(Entries supplied)
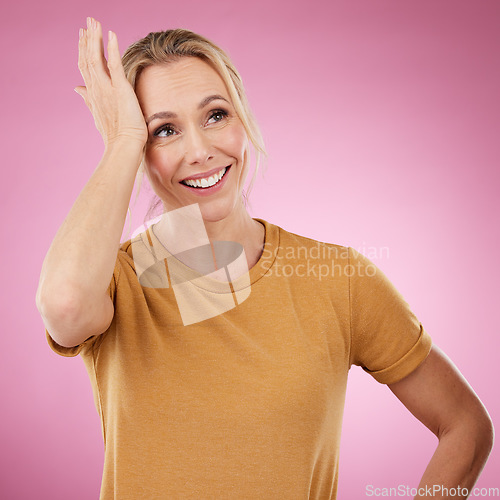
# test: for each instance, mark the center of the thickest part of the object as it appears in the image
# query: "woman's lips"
(206, 191)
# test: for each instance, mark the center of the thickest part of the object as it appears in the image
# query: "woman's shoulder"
(290, 241)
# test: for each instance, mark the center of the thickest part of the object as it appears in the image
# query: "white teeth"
(208, 182)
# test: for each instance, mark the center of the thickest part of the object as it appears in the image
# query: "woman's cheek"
(237, 141)
(157, 169)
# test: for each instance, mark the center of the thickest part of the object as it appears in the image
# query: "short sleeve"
(387, 339)
(70, 352)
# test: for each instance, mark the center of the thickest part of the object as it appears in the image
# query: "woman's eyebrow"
(211, 98)
(170, 114)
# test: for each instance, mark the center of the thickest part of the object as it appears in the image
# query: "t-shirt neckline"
(262, 266)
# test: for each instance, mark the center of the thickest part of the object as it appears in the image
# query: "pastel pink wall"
(381, 119)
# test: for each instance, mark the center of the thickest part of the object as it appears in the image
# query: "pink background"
(381, 119)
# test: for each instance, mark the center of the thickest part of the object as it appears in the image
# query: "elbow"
(64, 315)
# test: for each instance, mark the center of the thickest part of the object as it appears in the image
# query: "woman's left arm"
(440, 397)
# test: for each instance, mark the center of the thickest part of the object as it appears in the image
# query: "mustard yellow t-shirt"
(246, 404)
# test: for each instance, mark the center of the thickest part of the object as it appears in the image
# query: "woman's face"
(197, 146)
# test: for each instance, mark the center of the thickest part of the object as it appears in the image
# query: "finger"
(81, 91)
(95, 49)
(115, 65)
(82, 55)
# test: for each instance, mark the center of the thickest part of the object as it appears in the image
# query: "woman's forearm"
(79, 264)
(458, 460)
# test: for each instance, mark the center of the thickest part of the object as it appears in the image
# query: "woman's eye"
(217, 116)
(165, 131)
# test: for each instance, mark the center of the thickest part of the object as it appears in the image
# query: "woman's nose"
(198, 146)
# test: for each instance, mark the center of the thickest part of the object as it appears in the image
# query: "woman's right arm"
(72, 293)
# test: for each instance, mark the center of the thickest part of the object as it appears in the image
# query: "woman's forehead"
(179, 83)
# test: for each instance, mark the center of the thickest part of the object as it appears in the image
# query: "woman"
(213, 378)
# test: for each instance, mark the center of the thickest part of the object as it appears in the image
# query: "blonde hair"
(163, 47)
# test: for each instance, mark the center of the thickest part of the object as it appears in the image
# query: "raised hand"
(107, 93)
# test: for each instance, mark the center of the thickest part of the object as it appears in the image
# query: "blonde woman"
(217, 353)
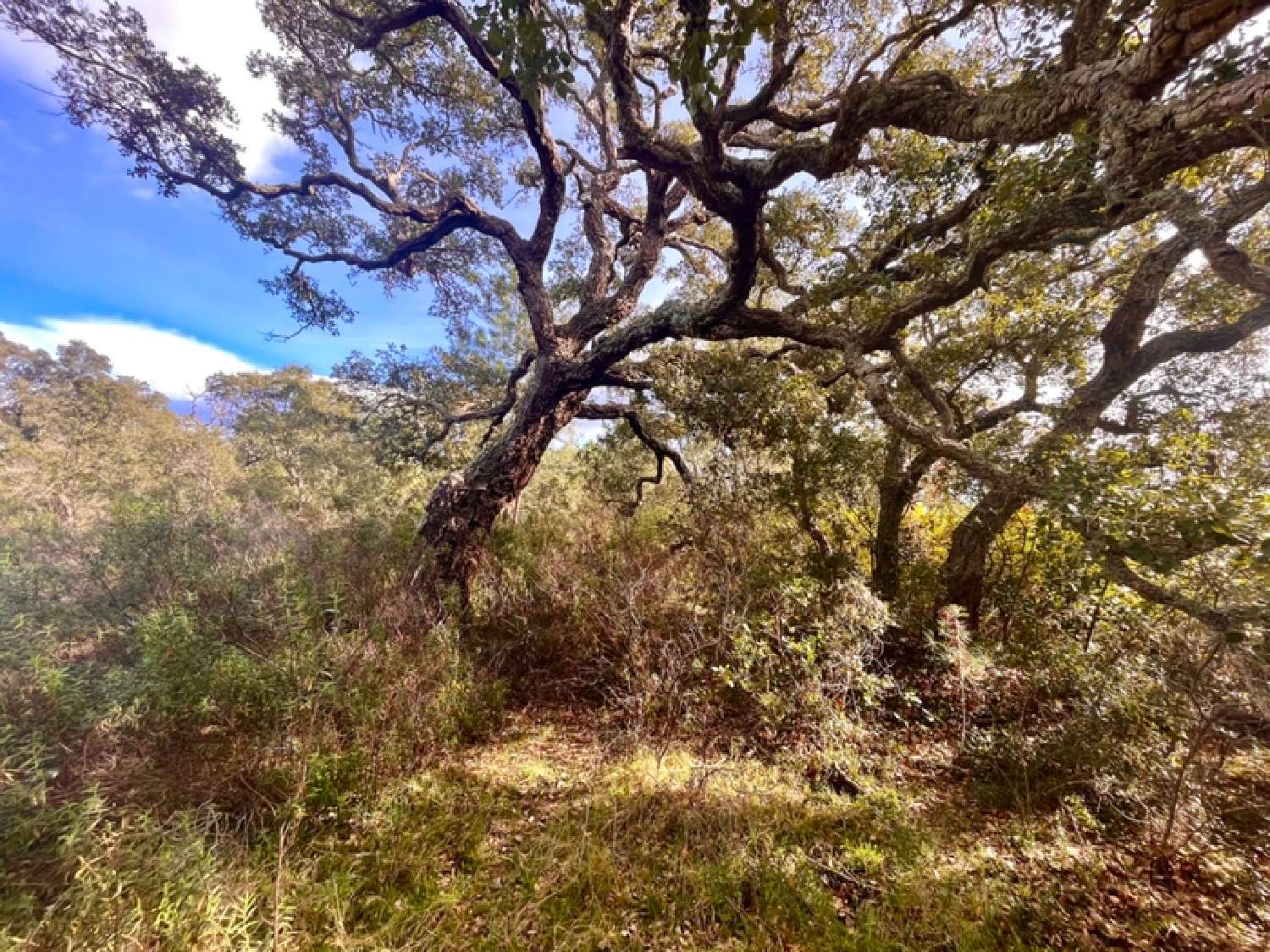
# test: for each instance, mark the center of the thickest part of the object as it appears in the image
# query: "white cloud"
(170, 362)
(216, 36)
(End Entries supplied)
In the copy, include all records verbatim but no images.

# test: for each instance, mark the center of the thickest part of the object as it appears in the image
# query: "woman's lips"
(206, 191)
# test: for each instance, mark the center of the thickest part of the object as it appears in the image
# query: "woman's shoulder"
(290, 241)
# test: for each instance, mark the center of the thickest part of the object as it appears in the image
# query: "white teeth"
(208, 182)
# test: for each instance, mark the center of the thickest part of the object as it appears in the image
# query: "woman's cheek"
(237, 141)
(157, 169)
# test: for each instance, mark the center of the thickest part of the object as it appears in the image
# query: "short sleeve"
(387, 339)
(70, 352)
# test: for each instance, mark the center of the thickest part of the object as it appears in the image
# query: "woman's eyebrow"
(211, 98)
(170, 114)
# test: for each instance, mark the center of the thickest part of the object as it appears in the image
# query: "t-shirt neckline"
(262, 266)
# test: for each instance, mark the center of the thickest part of the object as it appears in the image
# query: "pastel pink wall"
(381, 119)
# test: for each instance, mark the center of the thickest part of the object as it appears in the image
# query: "pink background"
(381, 119)
# test: for each instance, mark the center of the thickest part of the object as it appears in the image
# query: "elbow"
(64, 315)
# test: for each instance, mark the center of the thickest part of the object as it appears in the image
# query: "woman's left arm"
(440, 397)
# test: for each instance, mark the center of the thickest part of the object as it appears in the image
# query: "mustard yellow t-shirt"
(246, 404)
# test: for each instance, mark the center of the thickest part of the object as it appears in the image
# query: "woman's face"
(197, 146)
# test: for each instance, mark the center of the thickest part of the object as it appears in the image
# query: "finger"
(81, 91)
(95, 49)
(115, 65)
(82, 55)
# test: for each instance, mark the center of the thickest part of the object as it appears in the image
# query: "woman's forearm"
(79, 264)
(458, 460)
# test: for each instance, mark the center of the thickest part of the object as it appears in the image
# query: "woman's eye"
(217, 116)
(165, 131)
# test: for each instance, mark the center of the thickest part of the object as it appears in the image
# query: "woman's nose"
(198, 146)
# test: for each instance, mark the center of the thickest part of the object as it appears in the image
# query: "woman's right arm"
(72, 293)
# test: for each instance, mark the center of the thickest part of the object as it appears in the image
# query: "woman's forehead"
(179, 83)
# test: for each instance, mark the center of the thickest part of the object as it appears in the image
# query: "woman"
(213, 378)
# test: for each instance, mark the center of the thickest part of the object as it appears in the image
# query: "blonde hair"
(163, 47)
# test: for each instance, mark the center of the thickest part of the object as it appears in the image
# query: "raised hand"
(107, 93)
# test: for each instance, mark the center of the thickest part of the object as it appears in the image
# query: "blonde woman"
(217, 353)
# test: for each instance, mark the center of the thickest part of the object as it appears in the image
# query: "white cloud"
(170, 362)
(216, 36)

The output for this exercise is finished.